- Written problem: Reproduce the items starting with the line that contains "I see a spinach stem" and going on through the line that contains "[58,142,98,158]", keeping each request line and offsetting every bounding box coordinate by 19. Leave the pictures out of your answer.

- Records shown:

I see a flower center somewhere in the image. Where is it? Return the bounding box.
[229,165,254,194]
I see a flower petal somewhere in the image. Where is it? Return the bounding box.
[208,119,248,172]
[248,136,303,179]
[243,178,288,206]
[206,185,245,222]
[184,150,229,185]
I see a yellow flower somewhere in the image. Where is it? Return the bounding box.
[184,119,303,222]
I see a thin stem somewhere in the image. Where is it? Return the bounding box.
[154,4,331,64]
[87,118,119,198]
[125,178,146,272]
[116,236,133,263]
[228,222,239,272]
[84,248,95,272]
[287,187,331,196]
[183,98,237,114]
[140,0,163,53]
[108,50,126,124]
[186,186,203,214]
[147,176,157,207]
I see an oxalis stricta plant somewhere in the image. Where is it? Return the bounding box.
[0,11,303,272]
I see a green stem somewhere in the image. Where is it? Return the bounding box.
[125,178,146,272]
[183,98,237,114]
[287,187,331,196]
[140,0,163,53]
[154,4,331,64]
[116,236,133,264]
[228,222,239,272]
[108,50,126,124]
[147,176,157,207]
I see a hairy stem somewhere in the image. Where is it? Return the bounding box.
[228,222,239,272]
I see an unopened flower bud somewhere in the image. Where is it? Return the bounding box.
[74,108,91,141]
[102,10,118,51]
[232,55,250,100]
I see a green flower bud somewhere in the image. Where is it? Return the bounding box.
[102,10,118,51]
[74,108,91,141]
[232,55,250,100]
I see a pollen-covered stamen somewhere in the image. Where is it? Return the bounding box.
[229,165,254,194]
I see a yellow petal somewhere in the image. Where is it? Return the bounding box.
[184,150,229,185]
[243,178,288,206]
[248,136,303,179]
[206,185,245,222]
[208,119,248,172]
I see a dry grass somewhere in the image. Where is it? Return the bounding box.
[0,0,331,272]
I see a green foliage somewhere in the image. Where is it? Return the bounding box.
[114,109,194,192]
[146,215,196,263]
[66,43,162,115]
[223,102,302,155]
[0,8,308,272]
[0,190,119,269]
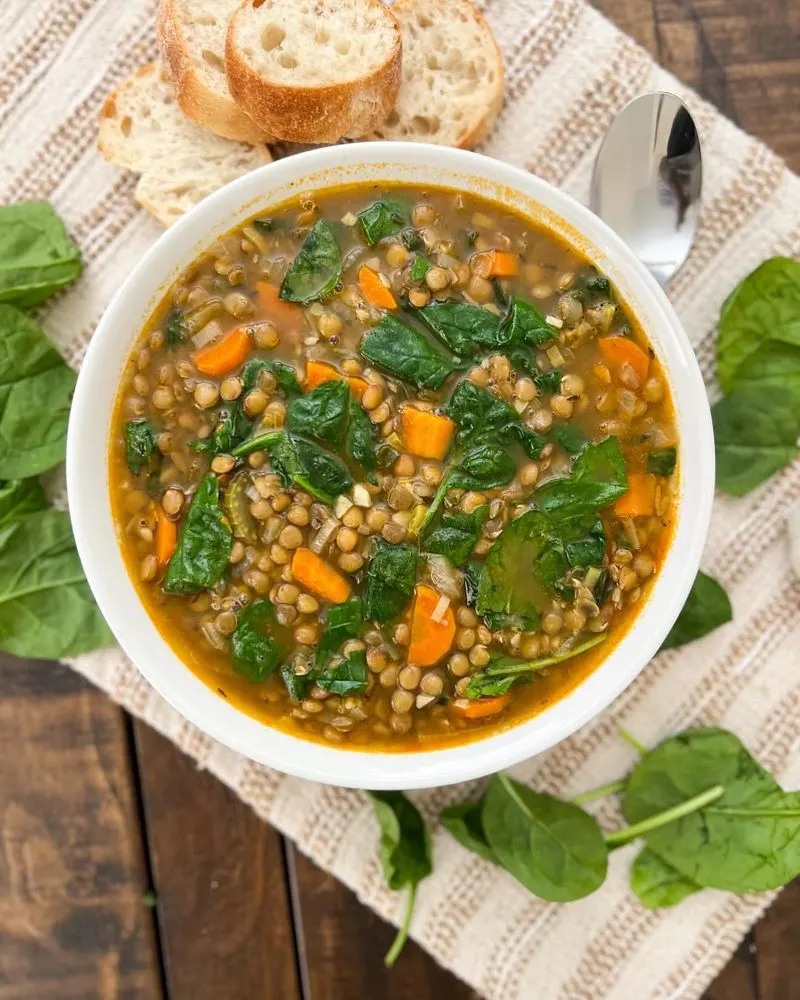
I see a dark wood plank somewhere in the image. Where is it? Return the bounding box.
[135,722,300,1000]
[0,656,162,1000]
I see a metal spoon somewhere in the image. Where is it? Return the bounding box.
[591,93,703,285]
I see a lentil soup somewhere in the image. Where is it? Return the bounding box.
[110,185,678,751]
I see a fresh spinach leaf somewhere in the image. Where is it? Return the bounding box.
[0,201,83,309]
[361,316,459,389]
[661,571,733,649]
[481,774,608,903]
[364,538,418,622]
[0,512,114,660]
[279,219,342,305]
[164,475,233,594]
[0,302,75,479]
[231,601,282,684]
[368,792,433,967]
[711,386,800,497]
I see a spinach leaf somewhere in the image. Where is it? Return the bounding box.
[647,448,678,477]
[164,475,233,594]
[533,437,628,514]
[315,652,367,696]
[231,601,282,684]
[361,316,459,389]
[421,504,489,566]
[279,219,342,305]
[631,847,700,910]
[124,420,158,476]
[358,198,408,247]
[711,386,800,497]
[620,729,800,893]
[481,774,608,903]
[661,571,733,649]
[417,301,506,358]
[0,302,75,479]
[368,792,433,967]
[364,538,418,622]
[0,512,114,660]
[440,800,497,865]
[0,201,83,309]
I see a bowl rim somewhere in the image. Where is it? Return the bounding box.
[67,142,714,789]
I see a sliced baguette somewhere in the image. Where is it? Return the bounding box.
[98,63,272,226]
[358,0,503,149]
[225,0,402,143]
[156,0,268,143]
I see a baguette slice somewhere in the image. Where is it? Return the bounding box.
[98,63,272,226]
[225,0,402,143]
[156,0,268,143]
[358,0,503,149]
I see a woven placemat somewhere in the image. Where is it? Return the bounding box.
[0,0,800,1000]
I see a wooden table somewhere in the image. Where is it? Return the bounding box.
[0,0,800,1000]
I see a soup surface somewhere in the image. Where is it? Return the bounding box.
[110,186,677,751]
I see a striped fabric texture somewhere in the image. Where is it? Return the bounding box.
[0,0,800,1000]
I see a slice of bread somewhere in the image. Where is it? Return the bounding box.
[225,0,402,143]
[156,0,268,143]
[350,0,503,149]
[98,63,272,226]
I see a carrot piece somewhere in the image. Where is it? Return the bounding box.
[156,507,178,569]
[292,549,350,604]
[469,250,519,278]
[358,264,397,309]
[450,694,510,719]
[305,361,368,399]
[614,472,656,517]
[408,583,456,667]
[192,326,252,375]
[400,406,456,458]
[597,336,650,383]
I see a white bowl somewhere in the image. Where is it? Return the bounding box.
[67,142,714,789]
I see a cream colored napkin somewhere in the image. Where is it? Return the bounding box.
[0,0,800,1000]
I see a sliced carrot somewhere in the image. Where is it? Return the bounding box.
[408,583,456,667]
[614,472,656,517]
[597,336,650,383]
[192,326,253,375]
[358,264,397,309]
[450,694,510,719]
[469,250,519,278]
[304,361,368,399]
[292,549,350,604]
[400,406,456,458]
[156,507,178,569]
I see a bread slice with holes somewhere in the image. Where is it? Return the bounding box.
[358,0,504,149]
[225,0,402,143]
[98,63,272,226]
[156,0,268,143]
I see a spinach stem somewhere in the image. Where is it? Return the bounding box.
[605,785,725,847]
[570,780,628,806]
[383,883,417,969]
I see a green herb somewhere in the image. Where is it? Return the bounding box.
[0,512,114,660]
[0,201,83,306]
[711,386,800,497]
[661,572,733,649]
[361,316,459,389]
[0,302,75,479]
[164,475,233,594]
[364,538,418,622]
[481,774,608,903]
[280,219,342,305]
[368,792,433,967]
[231,601,282,684]
[358,198,408,246]
[647,448,678,477]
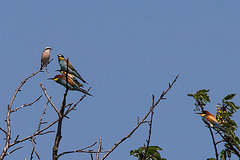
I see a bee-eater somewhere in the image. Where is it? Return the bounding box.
[40,47,52,75]
[58,54,87,83]
[56,70,83,87]
[48,75,92,96]
[196,111,227,133]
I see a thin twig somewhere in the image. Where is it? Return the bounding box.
[64,87,91,116]
[217,130,240,158]
[0,66,45,159]
[101,75,179,160]
[37,97,51,131]
[31,137,40,160]
[40,83,60,117]
[143,95,155,159]
[9,119,58,147]
[11,95,42,112]
[52,58,69,160]
[208,126,218,160]
[6,146,23,156]
[96,137,102,160]
[0,127,7,135]
[58,142,98,158]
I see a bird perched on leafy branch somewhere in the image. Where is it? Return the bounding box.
[58,54,87,83]
[196,111,227,133]
[48,75,92,96]
[40,47,52,75]
[56,70,83,87]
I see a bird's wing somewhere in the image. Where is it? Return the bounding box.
[66,60,75,70]
[205,114,218,124]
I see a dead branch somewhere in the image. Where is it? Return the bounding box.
[52,58,68,160]
[37,97,51,131]
[58,142,97,158]
[143,95,154,159]
[0,66,45,160]
[64,87,91,116]
[11,95,42,113]
[96,137,102,160]
[31,137,40,160]
[101,75,179,160]
[40,83,60,117]
[6,146,23,156]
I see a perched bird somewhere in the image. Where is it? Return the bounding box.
[40,47,52,75]
[56,70,83,87]
[58,54,87,83]
[196,111,227,133]
[48,75,92,96]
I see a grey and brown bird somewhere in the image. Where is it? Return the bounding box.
[40,47,52,75]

- Exercise output:
I see a spinach stem somewhere in the image. Where is it? Return the bounding box.
[624,804,744,866]
[589,799,647,825]
[402,902,436,988]
I see a green herb somewhere in the image. Where is it? Return the bounding box.
[19,531,133,679]
[19,220,102,325]
[730,405,819,516]
[680,591,752,668]
[380,335,478,408]
[19,321,94,498]
[183,494,252,613]
[383,557,437,641]
[500,793,627,922]
[299,238,361,324]
[387,811,452,986]
[250,620,301,703]
[377,217,427,265]
[666,467,697,496]
I see a bee-eater somewhere in the image. Where is it? Return the bounding box.
[59,66,71,94]
[77,73,106,102]
[75,89,102,106]
[67,94,111,115]
[215,130,246,152]
I see a thin twig somewhere in the image. Where is it? Return the bounding box.
[83,106,110,135]
[236,149,259,177]
[19,85,64,178]
[120,94,198,179]
[56,116,70,150]
[50,156,59,179]
[59,102,79,136]
[162,114,174,178]
[28,138,77,166]
[30,114,61,131]
[71,77,88,179]
[227,145,237,179]
[25,165,42,175]
[115,156,121,179]
[19,146,26,154]
[77,161,117,177]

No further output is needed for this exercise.